* **Travail à faire**
1. Dans le texte sur les couleurs, relevez tout ce pour quoi les enfants et les sauvages ont du goût, selon l'auteur.
2. Extrayez des enregistrements chaque ligne où figure la chaîne « broken », en tenant compte de la casse.

* **Document**
════

Les couleurs simples, puis les combinaisons de couleurs sont étudiées successivement, dans l’ordre où l’ont été les sons isolés et les sons combinés. De l’examen des couleurs simples il résulte que notre organe s’est adapté au milieu visible en sorte que les fibres de chaque sorte (nous passons sous silence la description des organes) furent proportionnées en nombre à la fréquence des sensations correspondantes. Ce sont les couleurs les plus rares dans la nature qui nous communiquent l’excitation la plus vive. La vue du vert repose, celle du rouge et du jaune fatigue rapidement, surtout quand ces couleurs sont intenses, et s’étendent sur de grandes surfaces. Mais en petite quantité, elles plaisent davantage par la même raison : on sait le goût qu’ont les enfants et les sauvages pour les fleurs, les coquilles brillamment colorées, pour les étoffes voyantes. Le noir, surtout le noir sans reflets, impose à l’organe de la vision une sorte d’immobilité et d’inaction, tous les rayons colorés étant absorbés par lui : aussi est-il morne et convient-il au deuil. L’effet des surfaces polies est agréable ; c’est pourquoi l’on mêle souvent aux vêtements noirs des ornements d’or et d’argent qui les relèvent : l’ensemble, en raison du contraste, est un excitant qui pique la curiosité, comme un mets lourd hautement assaisonné réveille le palais. Une robe noire fait trou et s’impose à l’attention dans une réunion d’éclatantes toilettes.

════

* **Données fournies**
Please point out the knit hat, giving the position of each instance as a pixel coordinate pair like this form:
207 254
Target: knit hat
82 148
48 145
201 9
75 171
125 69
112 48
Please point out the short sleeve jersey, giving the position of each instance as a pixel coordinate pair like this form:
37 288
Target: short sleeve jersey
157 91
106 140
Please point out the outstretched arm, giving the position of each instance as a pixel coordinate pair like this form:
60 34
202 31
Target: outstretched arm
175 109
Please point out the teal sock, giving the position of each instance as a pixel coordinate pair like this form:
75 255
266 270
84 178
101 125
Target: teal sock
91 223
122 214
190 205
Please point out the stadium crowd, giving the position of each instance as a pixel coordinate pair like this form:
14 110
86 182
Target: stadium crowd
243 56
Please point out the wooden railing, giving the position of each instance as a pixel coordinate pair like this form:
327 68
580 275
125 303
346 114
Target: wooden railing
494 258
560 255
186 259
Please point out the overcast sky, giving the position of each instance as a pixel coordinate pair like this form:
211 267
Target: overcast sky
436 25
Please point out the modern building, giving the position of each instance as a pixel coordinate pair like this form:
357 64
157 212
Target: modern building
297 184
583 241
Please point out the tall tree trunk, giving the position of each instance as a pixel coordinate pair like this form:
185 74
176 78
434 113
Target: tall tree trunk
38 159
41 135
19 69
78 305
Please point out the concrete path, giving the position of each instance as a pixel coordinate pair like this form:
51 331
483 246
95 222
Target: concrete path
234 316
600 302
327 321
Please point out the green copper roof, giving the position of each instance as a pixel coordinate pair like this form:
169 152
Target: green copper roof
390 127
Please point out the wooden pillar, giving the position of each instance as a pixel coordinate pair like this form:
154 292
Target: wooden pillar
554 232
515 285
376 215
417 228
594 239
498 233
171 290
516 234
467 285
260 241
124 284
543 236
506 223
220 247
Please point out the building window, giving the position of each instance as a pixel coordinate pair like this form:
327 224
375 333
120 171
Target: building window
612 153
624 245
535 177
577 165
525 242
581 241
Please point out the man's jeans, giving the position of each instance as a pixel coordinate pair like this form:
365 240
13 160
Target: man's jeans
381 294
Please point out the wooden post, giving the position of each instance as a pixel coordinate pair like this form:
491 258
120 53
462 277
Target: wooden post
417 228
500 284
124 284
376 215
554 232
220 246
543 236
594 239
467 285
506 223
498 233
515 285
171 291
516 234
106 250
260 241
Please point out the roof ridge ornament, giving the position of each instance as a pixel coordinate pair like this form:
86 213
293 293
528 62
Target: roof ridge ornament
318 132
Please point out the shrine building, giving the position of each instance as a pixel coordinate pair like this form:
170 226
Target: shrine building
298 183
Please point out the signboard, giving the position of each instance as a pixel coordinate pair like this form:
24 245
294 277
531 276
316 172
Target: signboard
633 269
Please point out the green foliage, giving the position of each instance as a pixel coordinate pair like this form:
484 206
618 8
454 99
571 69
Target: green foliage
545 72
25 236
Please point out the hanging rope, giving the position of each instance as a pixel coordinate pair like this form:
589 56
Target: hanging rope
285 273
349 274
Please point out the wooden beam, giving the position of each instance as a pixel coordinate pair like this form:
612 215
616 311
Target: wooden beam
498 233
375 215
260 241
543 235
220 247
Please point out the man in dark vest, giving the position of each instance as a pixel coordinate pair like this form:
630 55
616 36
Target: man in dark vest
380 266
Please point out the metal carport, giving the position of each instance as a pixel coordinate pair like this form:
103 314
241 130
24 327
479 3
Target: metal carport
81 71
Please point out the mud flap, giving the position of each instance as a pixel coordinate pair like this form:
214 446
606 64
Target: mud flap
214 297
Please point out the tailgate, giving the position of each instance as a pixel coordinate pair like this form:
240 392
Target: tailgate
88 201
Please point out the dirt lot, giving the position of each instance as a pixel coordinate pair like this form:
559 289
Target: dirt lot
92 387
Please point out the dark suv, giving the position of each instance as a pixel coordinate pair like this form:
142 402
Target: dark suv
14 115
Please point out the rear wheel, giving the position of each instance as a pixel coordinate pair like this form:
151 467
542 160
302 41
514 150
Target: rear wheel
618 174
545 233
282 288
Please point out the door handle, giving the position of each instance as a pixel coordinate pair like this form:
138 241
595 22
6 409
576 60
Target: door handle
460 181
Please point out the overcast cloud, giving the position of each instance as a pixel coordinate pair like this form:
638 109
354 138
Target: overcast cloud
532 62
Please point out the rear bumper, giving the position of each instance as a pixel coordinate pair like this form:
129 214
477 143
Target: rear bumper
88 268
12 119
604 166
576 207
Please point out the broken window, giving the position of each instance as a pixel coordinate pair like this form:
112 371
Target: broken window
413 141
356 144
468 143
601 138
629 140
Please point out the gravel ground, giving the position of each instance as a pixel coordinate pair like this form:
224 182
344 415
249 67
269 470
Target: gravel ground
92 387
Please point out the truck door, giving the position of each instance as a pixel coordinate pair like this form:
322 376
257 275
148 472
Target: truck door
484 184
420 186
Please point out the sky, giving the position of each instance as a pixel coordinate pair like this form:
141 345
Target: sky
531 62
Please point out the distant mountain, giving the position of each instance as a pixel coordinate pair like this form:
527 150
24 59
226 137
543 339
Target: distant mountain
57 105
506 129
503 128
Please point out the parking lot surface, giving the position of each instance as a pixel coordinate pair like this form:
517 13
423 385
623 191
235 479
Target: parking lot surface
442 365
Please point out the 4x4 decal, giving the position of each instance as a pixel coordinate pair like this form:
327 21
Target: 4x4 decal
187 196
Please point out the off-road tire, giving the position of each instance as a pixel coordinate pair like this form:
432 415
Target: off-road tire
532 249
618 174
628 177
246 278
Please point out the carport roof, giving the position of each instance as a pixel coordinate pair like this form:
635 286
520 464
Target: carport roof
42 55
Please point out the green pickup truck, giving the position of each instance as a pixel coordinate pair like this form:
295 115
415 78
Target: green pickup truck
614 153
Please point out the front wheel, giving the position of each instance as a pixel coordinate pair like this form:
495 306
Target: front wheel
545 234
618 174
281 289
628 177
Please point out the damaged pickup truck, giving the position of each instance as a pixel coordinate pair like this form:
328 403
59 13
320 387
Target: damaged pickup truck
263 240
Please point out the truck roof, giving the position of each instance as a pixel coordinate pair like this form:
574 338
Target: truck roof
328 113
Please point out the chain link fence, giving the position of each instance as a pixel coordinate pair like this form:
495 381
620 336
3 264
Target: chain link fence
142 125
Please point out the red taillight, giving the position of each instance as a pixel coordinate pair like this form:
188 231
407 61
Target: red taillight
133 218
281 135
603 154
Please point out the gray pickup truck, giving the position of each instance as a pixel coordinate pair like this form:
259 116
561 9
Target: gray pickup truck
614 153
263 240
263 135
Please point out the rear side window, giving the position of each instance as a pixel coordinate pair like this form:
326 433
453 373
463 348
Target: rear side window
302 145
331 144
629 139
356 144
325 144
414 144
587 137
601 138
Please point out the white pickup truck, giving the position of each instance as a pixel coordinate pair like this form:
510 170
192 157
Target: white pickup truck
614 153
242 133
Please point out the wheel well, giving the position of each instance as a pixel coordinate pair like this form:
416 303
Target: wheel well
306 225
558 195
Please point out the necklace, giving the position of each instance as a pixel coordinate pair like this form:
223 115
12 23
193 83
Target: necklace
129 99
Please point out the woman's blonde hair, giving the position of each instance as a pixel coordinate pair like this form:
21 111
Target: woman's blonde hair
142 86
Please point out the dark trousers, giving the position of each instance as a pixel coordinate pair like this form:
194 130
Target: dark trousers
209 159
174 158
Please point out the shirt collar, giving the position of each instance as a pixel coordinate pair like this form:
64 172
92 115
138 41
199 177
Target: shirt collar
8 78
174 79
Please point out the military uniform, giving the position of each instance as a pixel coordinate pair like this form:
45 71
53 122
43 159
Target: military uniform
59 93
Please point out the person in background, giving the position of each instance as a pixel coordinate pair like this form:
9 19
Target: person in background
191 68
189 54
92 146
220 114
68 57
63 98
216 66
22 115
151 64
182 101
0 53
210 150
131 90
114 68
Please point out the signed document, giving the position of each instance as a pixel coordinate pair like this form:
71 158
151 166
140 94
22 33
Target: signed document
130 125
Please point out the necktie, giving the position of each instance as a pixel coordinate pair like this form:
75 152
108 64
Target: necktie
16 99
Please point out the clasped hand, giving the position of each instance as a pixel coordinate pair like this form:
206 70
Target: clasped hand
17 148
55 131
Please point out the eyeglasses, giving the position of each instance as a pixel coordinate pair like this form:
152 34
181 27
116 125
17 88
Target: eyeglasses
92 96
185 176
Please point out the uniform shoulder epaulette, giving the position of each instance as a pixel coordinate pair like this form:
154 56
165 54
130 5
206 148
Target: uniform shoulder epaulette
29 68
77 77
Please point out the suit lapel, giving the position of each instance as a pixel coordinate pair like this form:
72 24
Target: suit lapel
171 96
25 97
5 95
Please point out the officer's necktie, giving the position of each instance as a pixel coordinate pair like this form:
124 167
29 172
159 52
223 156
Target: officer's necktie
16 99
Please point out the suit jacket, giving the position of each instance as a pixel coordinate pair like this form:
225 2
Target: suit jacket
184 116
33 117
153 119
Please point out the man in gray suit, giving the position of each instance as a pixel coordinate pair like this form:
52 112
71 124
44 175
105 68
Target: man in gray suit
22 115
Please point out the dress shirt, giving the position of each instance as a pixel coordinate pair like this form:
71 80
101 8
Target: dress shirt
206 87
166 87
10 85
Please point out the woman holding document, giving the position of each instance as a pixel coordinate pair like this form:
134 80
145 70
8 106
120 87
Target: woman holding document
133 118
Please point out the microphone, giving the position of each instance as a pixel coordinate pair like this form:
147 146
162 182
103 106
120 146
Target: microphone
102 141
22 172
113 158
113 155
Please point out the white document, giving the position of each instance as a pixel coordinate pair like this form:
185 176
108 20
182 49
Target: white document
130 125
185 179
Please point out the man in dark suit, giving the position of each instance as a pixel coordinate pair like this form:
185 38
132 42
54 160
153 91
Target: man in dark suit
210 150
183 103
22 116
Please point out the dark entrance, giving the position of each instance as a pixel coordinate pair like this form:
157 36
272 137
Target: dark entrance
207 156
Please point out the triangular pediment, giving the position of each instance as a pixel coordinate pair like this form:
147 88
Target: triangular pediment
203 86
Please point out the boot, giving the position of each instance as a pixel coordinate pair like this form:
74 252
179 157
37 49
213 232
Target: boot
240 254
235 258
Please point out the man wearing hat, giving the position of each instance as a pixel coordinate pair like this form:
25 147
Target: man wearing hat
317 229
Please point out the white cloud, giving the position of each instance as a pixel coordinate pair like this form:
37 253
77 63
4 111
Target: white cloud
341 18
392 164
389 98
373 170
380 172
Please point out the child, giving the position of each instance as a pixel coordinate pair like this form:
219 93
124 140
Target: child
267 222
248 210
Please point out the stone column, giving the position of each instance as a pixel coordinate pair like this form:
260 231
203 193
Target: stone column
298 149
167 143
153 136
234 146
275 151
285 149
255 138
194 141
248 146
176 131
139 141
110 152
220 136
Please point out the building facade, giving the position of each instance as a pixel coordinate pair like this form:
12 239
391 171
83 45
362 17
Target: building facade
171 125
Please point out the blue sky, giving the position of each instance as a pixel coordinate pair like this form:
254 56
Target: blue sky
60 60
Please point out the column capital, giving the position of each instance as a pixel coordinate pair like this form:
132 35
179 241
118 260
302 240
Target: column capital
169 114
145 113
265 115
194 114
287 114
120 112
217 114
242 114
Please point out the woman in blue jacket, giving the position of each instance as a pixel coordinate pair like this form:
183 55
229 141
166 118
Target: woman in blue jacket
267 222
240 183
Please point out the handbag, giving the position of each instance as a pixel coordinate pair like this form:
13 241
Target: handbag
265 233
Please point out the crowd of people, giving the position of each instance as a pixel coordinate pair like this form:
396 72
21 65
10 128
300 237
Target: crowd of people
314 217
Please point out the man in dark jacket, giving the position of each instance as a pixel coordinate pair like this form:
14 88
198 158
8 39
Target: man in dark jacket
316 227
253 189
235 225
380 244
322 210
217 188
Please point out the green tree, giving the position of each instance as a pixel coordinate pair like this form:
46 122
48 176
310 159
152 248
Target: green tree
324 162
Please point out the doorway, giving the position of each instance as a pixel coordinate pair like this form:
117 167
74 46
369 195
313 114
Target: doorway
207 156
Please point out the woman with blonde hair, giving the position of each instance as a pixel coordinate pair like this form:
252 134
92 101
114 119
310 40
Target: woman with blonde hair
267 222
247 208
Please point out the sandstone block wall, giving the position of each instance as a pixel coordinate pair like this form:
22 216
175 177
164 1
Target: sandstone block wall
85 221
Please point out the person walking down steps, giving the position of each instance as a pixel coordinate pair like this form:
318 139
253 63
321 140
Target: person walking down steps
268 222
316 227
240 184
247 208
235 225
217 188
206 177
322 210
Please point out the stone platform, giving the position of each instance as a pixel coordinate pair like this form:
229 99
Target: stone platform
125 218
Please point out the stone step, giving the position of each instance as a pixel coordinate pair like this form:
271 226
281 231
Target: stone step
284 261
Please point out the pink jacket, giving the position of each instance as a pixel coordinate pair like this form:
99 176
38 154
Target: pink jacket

════

* **Réponses attendues**
1. les fleurs ; les coquilles brillamment colorées ; les étoffes voyantes

2.
Please point out the broken window, giving the position of each instance as a pixel coordinate pair like this form:
Target: broken window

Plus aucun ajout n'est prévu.